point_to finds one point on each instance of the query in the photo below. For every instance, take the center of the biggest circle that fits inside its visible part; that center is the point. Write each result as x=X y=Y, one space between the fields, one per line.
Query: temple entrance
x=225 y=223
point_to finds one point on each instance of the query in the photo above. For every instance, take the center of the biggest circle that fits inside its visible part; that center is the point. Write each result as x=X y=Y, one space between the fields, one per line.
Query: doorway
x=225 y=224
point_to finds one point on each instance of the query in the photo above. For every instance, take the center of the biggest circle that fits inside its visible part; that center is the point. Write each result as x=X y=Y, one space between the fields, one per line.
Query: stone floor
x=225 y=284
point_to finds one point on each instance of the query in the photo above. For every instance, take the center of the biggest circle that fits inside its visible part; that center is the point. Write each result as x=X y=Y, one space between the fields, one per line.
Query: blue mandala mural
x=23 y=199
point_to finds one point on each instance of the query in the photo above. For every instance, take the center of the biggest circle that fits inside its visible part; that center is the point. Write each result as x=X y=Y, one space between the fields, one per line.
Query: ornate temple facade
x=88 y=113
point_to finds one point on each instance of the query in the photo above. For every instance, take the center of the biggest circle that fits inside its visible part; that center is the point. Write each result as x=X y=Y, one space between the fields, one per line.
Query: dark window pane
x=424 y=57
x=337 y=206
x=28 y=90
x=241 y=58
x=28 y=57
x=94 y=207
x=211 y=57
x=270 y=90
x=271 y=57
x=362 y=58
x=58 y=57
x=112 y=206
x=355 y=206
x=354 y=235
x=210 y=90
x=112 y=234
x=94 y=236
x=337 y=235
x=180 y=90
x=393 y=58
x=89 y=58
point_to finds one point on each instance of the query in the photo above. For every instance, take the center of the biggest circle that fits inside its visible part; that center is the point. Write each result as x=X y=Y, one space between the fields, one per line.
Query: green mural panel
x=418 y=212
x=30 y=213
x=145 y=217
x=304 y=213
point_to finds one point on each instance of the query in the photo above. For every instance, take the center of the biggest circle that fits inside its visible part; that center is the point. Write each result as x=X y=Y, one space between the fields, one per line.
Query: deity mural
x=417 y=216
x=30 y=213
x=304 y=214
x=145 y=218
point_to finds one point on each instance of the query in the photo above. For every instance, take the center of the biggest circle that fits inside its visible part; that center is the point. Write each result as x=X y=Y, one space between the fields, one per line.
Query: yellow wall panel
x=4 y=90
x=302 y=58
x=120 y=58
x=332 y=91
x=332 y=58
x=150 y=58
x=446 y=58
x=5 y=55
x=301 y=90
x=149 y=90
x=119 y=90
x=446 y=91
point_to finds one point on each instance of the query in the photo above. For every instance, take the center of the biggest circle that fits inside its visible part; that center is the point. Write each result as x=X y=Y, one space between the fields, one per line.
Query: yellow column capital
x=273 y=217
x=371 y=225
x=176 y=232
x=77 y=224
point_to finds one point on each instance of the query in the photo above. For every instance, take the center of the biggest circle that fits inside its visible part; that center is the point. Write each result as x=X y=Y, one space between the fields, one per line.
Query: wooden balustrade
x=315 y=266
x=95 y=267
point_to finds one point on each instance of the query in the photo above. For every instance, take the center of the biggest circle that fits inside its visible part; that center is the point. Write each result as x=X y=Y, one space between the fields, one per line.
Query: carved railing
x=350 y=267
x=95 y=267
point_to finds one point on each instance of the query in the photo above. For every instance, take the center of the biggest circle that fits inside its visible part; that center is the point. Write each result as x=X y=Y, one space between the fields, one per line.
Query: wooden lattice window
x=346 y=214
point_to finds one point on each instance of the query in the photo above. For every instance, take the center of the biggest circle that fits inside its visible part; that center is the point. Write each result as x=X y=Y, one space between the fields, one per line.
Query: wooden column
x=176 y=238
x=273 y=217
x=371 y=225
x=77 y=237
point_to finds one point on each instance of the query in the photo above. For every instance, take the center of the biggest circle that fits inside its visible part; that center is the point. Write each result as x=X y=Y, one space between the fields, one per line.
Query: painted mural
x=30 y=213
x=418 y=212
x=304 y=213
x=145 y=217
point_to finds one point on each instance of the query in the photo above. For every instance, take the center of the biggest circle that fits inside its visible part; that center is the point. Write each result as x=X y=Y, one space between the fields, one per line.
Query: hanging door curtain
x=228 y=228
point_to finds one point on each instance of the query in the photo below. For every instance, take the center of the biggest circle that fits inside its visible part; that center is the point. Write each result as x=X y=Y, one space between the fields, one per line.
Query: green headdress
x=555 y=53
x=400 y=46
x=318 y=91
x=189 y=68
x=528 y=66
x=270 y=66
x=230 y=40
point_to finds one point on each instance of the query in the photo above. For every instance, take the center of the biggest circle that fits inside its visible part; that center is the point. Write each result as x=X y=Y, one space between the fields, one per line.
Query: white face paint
· · · ·
:: Directions ::
Retype all of the material, keeping each line exact.

:: Written response ::
point_to finds one point on each instance of the query in the photo below. For every instance, take the center of the biggest circle that fits inside its visible part; that center is the point. Write each result as x=X y=Y, one space between the fields, one per line.
Query: temple entrance
x=225 y=223
point_to finds one point on each instance of the query in the photo above. For every instance, take the center of the biggest circle that fits inside its visible part; that center is the point. Write each result as x=X y=Y, one space between the fields, one per line.
Query: doorway
x=225 y=224
point_to finds one point on each instance of the query in the photo above. For every instance, take the center of the biggest circle that fits inside its visible part; that center is the point. Write each result as x=X y=Y, one space between the fields, one per line.
Query: stone floor
x=225 y=284
point_to finds one point on each instance of the query in the photo above. For every instance, take the center of the biggest circle that fits inside its visible part; that center is the point. Write each result as x=X y=Y, one space between the fields, one per line.
Query: blue mandala mural
x=23 y=199
point_to finds one point on each instance of the query in the photo above. For every instance, take the center of the biggest circle that fits inside its visible part; that center is the point. Write each result as x=X y=Y, one space between the fields, one per line.
Query: ornate temple facade
x=88 y=113
point_to finds one point on each instance of the query in the photo above. For every instance, take the center of the biggest circle that fits inside its visible part; that center is the point. Write each result as x=X y=Y, one space between the fields, one per line.
Query: dark window pane
x=424 y=57
x=337 y=206
x=28 y=90
x=241 y=58
x=28 y=57
x=94 y=207
x=211 y=57
x=270 y=90
x=271 y=57
x=362 y=58
x=58 y=57
x=112 y=206
x=355 y=206
x=354 y=235
x=210 y=90
x=112 y=234
x=94 y=236
x=337 y=235
x=180 y=90
x=393 y=58
x=89 y=58
point_to finds one point on each instance of the query in the photo above. For every instance, take the center of the biggest circle that fits inside its visible part; that center is the point. Write each result as x=X y=Y, one space between the fields, one per line.
Query: green mural panel
x=418 y=212
x=30 y=213
x=145 y=217
x=304 y=213
point_to finds one point on each instance of the query in the photo above. For every instance, take the center of the biggest circle that fits inside its visible part; that center is the point. Write each result as x=X y=Y, one space between the fields, one per line.
Query: deity mural
x=417 y=216
x=30 y=213
x=304 y=214
x=145 y=218
point_to finds one point on each instance of the query in the photo above. For every instance, take the center of the biggest circle that fits inside its visible part; that center is the point. Write each result as x=X y=Y, one space between the fields, one per line.
Query: yellow wall panel
x=4 y=90
x=302 y=58
x=120 y=58
x=332 y=91
x=332 y=58
x=150 y=58
x=446 y=58
x=5 y=55
x=301 y=90
x=149 y=90
x=119 y=90
x=446 y=91
point_to finds one point on each instance of the query in the photo above. For every instance, take the center of the biggest circle that fits inside its visible part; that center is the point. Write each result as x=X y=Y, one space between the fields, one per line.
Query: yellow column capital
x=273 y=217
x=371 y=225
x=176 y=232
x=77 y=224
point_to finds one point on each instance of the query in the photo above. For every instance, take the center of the biggest circle that fits inside its visible part; that center is the point. Write each result as x=X y=Y, one space between the fields, one per line.
Query: wooden balustrade
x=315 y=266
x=95 y=267
point_to finds one point on each instance of the query in the photo above. For every instance, take the center of the biggest circle that fits inside its visible part; that center is the point. Write each result as x=X y=Y, one space between the fields, one per line.
Query: carved railing
x=350 y=267
x=95 y=267
point_to finds one point on each instance of the query in the photo above. For every instance, take the center of the biggest circle that fits inside its visible part; that center is the point. Write each result as x=X y=Y, one space between the fields, one per line.
Query: wooden lattice window
x=346 y=214
point_to finds one point on each instance of the query in the photo above. For every instance, take the center of the biggest circle that fits inside its visible part; that center is the point. Write each result as x=X y=Y, one space between the fields, one per line.
Query: wooden column
x=176 y=238
x=273 y=217
x=371 y=225
x=77 y=237
point_to finds one point on each instance of the query in the photo above. For every instance, take the center of the biggest circle that fits inside its visible part; that center is the point. Write each result as x=X y=Y, one space between the fields, one per line.
Query: painted mural
x=30 y=213
x=418 y=212
x=304 y=213
x=145 y=217
point_to finds one point on each instance of the query in the photo above. For every instance, take the center of the biggest circle that fits inside its visible part; that center is the point. Write each result as x=X y=Y, one space between the fields, one per line.
Query: hanging door curtain
x=228 y=228
point_to finds one point on each instance of the query in the photo below. For every instance, take the center of the biggest circle that fits inside its visible part; that center is the point. Write each result as x=X y=Y, one space between the fields, one per line.
Query: green headdress
x=555 y=53
x=400 y=46
x=318 y=91
x=189 y=68
x=528 y=66
x=270 y=66
x=230 y=40
point_to finds one point on each instance of the query in the photo above. For every instance, take the center of the biggest circle that fits inside its visible part; that center is the point. Write each result as x=X y=Y, one space between the fields, one per line.
Query: white face paint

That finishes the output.